[Task description]:
Reproduce the records below exactly as they appear.

[Dataset records]:
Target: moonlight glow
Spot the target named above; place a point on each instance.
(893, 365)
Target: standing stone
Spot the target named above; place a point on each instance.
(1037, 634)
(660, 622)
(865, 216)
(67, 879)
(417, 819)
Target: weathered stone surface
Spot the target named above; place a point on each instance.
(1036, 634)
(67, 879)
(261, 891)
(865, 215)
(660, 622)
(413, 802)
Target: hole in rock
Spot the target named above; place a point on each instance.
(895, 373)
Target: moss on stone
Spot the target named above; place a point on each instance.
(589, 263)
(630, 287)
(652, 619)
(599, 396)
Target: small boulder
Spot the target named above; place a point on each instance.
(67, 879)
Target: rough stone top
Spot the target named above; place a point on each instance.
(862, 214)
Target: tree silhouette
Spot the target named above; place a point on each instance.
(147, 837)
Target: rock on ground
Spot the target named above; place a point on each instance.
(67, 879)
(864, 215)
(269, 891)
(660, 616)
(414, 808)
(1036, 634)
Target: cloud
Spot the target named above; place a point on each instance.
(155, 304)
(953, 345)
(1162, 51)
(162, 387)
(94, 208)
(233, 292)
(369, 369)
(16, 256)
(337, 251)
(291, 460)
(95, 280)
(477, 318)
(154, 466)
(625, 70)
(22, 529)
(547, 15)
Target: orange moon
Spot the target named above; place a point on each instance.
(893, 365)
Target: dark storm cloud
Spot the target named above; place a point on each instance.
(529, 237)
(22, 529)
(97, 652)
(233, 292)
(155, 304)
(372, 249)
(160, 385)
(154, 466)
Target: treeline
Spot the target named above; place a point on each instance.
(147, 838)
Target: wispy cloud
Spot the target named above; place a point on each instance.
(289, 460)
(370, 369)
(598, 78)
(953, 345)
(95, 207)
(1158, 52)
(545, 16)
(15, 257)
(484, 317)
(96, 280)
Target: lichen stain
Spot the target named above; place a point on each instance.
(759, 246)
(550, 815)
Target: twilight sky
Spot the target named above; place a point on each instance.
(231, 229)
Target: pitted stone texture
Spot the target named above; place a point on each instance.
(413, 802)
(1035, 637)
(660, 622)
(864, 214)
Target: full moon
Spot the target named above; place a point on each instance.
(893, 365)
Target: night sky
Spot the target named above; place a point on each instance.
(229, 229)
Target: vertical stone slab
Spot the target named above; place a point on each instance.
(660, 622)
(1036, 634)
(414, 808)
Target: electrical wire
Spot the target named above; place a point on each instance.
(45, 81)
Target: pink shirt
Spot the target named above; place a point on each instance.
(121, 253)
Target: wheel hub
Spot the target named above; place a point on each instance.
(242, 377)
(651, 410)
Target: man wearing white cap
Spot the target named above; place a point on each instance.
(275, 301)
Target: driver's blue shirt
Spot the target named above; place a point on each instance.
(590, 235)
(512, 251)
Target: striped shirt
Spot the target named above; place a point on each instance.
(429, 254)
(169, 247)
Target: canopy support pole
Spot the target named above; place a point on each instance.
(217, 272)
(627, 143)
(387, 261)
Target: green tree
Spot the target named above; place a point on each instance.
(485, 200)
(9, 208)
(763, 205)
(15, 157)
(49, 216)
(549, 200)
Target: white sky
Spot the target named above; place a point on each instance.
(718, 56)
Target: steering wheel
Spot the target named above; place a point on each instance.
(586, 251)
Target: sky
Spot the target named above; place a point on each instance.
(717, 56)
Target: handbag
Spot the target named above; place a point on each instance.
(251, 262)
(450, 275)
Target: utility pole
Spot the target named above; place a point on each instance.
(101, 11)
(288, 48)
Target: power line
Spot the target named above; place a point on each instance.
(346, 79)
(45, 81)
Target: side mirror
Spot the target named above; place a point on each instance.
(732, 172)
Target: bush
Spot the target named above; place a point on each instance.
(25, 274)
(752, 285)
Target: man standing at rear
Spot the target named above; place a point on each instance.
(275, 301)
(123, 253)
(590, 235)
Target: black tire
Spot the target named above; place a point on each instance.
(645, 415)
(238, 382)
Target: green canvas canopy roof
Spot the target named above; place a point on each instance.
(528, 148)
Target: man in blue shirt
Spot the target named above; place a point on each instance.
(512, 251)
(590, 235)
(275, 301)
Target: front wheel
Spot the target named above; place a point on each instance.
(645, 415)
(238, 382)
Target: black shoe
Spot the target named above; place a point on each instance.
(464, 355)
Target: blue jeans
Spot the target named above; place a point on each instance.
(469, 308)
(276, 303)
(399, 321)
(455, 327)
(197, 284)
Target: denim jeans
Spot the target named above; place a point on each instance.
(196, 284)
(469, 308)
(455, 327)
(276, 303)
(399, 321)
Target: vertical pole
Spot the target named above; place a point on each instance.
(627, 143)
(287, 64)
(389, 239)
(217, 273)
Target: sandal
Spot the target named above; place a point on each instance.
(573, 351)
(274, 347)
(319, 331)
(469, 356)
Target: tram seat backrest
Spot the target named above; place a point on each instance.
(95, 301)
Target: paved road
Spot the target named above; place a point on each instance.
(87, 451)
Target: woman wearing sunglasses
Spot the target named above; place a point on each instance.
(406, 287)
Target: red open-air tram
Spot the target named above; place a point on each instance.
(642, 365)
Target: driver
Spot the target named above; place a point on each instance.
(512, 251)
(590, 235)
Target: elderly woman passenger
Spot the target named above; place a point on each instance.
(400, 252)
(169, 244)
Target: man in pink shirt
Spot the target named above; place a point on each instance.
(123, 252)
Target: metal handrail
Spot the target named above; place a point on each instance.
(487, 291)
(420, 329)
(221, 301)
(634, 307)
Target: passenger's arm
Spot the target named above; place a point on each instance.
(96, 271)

[Right answer]:
Target: moonlight glow
Spot the target named above; place a point on each instance.
(893, 365)
Target: standing stone
Spot the target named above; place a point on each instance.
(1037, 634)
(660, 622)
(865, 216)
(67, 879)
(417, 819)
Target: weathered stone surface
Spot the target named above; place a point on each instance.
(1036, 634)
(67, 879)
(261, 891)
(865, 215)
(660, 622)
(413, 802)
Target: hole in rock
Spot the target named above; place a point on each instance.
(895, 373)
Target: moss on stone
Spot the target named above; place a point on each instance.
(589, 263)
(630, 287)
(652, 619)
(599, 396)
Target: small boulder
Spot the target named above; place a point on each instance.
(67, 879)
Target: rough stone top
Spot the target named above; place a point on each instance.
(862, 214)
Target: tree silhouette
Spot the target named above; place a point on each instance.
(147, 837)
Target: rock on ground
Spot the target named above; place a point on each instance.
(67, 879)
(864, 215)
(269, 891)
(660, 616)
(414, 808)
(1036, 634)
Target: cloud
Spot the target named above; place a point on each instance.
(155, 304)
(953, 345)
(1162, 51)
(162, 387)
(94, 208)
(233, 292)
(369, 369)
(16, 256)
(337, 251)
(291, 460)
(95, 280)
(477, 318)
(154, 466)
(625, 70)
(22, 529)
(547, 15)
Target: orange moon
Spot the target named above; place a point on each instance.
(893, 365)
Target: dark storm cloud
Spot the target named above; place a point on each instance.
(529, 237)
(22, 529)
(97, 652)
(233, 292)
(155, 304)
(372, 249)
(160, 385)
(154, 466)
Target: treeline
Spot the target named above; place a point on each instance.
(147, 838)
Target: wispy cloud
Spot the target named above; place a point on each instance.
(289, 460)
(370, 369)
(598, 78)
(953, 345)
(95, 207)
(1158, 52)
(545, 16)
(15, 257)
(484, 317)
(96, 280)
Target: lichen stain
Spot the target named above; place a point on each instance.
(759, 246)
(550, 815)
Target: twilight sky
Spot the target named above; place a point on each instance.
(231, 229)
Target: pitted stone texture
Spot the target named above; place a point on each instance.
(413, 802)
(1035, 637)
(660, 622)
(864, 214)
Target: full moon
Spot the target named above; place a point on each instance.
(893, 365)
Target: night sky
Spot the target named above; place a point on each instance.
(229, 229)
Target: vertical stone slab
Spot the target named above; place a point on each instance.
(660, 622)
(1036, 634)
(414, 808)
Target: electrical wire
Spot the target named above; place a point on each instance.
(45, 81)
Target: pink shirt
Spot the target named above; place a point on each instance.
(121, 253)
Target: wheel hub
Spot the target named above; place a point on each instance.
(242, 377)
(651, 410)
Target: man wearing white cap
Spot the target named above; place a point on each instance.
(275, 301)
Target: driver's blue shirt
Spot the target named above; place a point on each instance.
(590, 235)
(512, 251)
Target: striped shirt
Spot the target named above; place a point on each instance.
(429, 254)
(169, 247)
Target: canopy support pole
Spot the target named above; place a point on each instance.
(217, 272)
(627, 143)
(387, 261)
Target: green tree
Spot the target named above; place a point on each instance.
(485, 200)
(9, 208)
(763, 205)
(15, 157)
(49, 216)
(549, 200)
Target: white sky
Spot the target named above; place a point on each instance.
(718, 56)
Target: steering wheel
Spot the target named above; place a point on each instance.
(586, 251)
Target: sky
Spot the target named above; place a point on each instance.
(717, 56)
Target: handbag
Spot the target named above; place a point on each instance.
(251, 262)
(450, 275)
Target: utility pole
Spot the target named above; place a point on each instance.
(101, 11)
(288, 48)
Target: power line
Spot the target named above; place a point on each instance.
(346, 79)
(45, 81)
Target: side mirror
Spot the target named above; place a point on each instance.
(732, 172)
Target: bush
Spot the target named above; place a point on each instance.
(25, 274)
(752, 285)
Target: man standing at rear
Spot the target named above; place a point on each instance.
(275, 301)
(123, 253)
(590, 235)
Target: black tire
Spot the target named above; place a point on each instance.
(645, 415)
(238, 382)
Target: green canvas canopy roof
Spot the target named above; place a point on each instance.
(528, 148)
Target: man in blue shirt
Spot the target named above; place a point on each instance.
(512, 251)
(590, 235)
(275, 301)
Target: front wheel
Spot the target named above; place a point on each instance.
(645, 415)
(238, 382)
Target: black shoe
Spot the target named above; place a point on each instance.
(464, 355)
Target: blue jeans
Spot the target named above; place a point on each instance.
(469, 308)
(276, 303)
(399, 321)
(455, 327)
(197, 284)
Target: denim jeans
Spot the target named above; place a point on each instance.
(196, 284)
(469, 308)
(455, 327)
(276, 303)
(399, 321)
Target: vertical pole
Spot the target named above; place a point on each instance.
(627, 143)
(287, 64)
(389, 239)
(217, 273)
Target: sandal
Spot the target named above; place a point on each instance.
(573, 351)
(274, 347)
(319, 331)
(469, 356)
Target: tram seat backrest
Spot the target named above; place a point on each instance.
(95, 301)
Target: paved road
Spot the target named above; place a point on each instance.
(87, 451)
Target: woman wearing sunglasses
Spot the target named above; place a point on each instance.
(406, 287)
Target: red open-air tram
Spot the target named above; place a point on each instance.
(642, 365)
Target: driver
Spot the target named above; place a point on each instance.
(512, 251)
(590, 235)
Target: elderly woman passenger
Spot the target named above; place a point on each instance.
(400, 252)
(169, 244)
Target: man in pink shirt
Spot the target named above; place a point on each instance.
(123, 252)
Target: metal handrail
Spot the target named above; place a point on each instance.
(487, 291)
(420, 329)
(221, 301)
(634, 307)
Target: passenger's arm
Spot the target named above; place a point on each instance.
(96, 271)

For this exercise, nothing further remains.